→ **TASK TO COMPLETE**:
Pick out each line of the listing below that contains the word "basketball" and copy those lines.

>> start DATA PROVIDED

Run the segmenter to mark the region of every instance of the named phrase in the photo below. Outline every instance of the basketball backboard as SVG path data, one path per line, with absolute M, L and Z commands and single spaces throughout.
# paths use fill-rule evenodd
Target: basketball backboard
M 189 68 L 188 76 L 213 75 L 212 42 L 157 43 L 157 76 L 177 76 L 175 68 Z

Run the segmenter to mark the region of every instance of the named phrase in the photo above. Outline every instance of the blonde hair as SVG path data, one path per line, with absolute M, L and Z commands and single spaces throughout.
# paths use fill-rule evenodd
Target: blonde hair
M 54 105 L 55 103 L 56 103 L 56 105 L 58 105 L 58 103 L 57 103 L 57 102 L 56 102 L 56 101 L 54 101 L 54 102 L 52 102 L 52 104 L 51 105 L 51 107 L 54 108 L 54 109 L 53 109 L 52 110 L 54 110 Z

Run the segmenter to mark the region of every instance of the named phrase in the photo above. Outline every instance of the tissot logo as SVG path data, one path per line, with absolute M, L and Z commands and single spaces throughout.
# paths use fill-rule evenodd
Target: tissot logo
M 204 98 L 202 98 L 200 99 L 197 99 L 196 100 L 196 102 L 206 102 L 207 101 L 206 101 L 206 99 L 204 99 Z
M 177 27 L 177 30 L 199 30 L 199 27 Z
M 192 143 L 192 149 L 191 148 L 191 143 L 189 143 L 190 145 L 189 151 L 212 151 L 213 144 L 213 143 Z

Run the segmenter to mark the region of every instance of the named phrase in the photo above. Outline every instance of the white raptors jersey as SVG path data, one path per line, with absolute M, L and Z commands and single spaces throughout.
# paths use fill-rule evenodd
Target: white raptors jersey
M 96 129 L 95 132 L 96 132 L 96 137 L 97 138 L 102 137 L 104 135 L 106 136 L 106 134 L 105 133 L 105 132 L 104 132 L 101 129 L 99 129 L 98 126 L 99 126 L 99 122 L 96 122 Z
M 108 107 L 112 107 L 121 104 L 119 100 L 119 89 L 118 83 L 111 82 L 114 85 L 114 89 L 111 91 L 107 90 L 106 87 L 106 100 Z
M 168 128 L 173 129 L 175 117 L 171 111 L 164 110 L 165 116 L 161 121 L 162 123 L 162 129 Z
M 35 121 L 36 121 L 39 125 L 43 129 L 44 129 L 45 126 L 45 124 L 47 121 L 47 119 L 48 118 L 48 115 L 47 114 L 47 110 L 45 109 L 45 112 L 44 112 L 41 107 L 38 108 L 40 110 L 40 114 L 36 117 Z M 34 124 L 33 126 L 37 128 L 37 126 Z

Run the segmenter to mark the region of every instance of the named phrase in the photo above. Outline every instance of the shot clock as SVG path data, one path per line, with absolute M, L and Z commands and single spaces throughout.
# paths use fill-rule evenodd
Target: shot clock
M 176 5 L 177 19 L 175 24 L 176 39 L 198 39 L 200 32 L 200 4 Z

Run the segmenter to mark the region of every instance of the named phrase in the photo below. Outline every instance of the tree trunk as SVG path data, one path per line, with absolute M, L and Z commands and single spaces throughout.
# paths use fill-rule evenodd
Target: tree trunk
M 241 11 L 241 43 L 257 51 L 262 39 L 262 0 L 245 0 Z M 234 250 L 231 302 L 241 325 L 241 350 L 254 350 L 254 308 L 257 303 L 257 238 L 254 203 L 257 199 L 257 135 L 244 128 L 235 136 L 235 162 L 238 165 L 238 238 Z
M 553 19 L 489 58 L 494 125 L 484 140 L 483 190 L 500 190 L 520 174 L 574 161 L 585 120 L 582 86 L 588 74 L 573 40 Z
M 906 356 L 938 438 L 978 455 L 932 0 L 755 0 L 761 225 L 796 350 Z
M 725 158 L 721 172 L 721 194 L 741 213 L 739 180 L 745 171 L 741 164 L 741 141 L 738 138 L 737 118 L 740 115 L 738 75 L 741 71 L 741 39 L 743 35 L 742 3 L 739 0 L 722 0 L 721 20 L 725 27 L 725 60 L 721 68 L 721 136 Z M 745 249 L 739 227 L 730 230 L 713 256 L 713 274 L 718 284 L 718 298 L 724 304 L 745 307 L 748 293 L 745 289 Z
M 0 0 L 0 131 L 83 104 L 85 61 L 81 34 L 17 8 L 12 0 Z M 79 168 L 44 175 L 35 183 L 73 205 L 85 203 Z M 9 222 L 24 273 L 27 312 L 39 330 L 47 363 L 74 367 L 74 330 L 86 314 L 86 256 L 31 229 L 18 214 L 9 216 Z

>> end DATA PROVIDED

→ **TASK RESULT**:
Run the segmenter to mark the region of every instance of the named phrase in the photo below. Outline every instance of the basketball backboard as SVG path data, one path per line, with absolute M, L and Z commands and single spaces throughout.
Target: basketball backboard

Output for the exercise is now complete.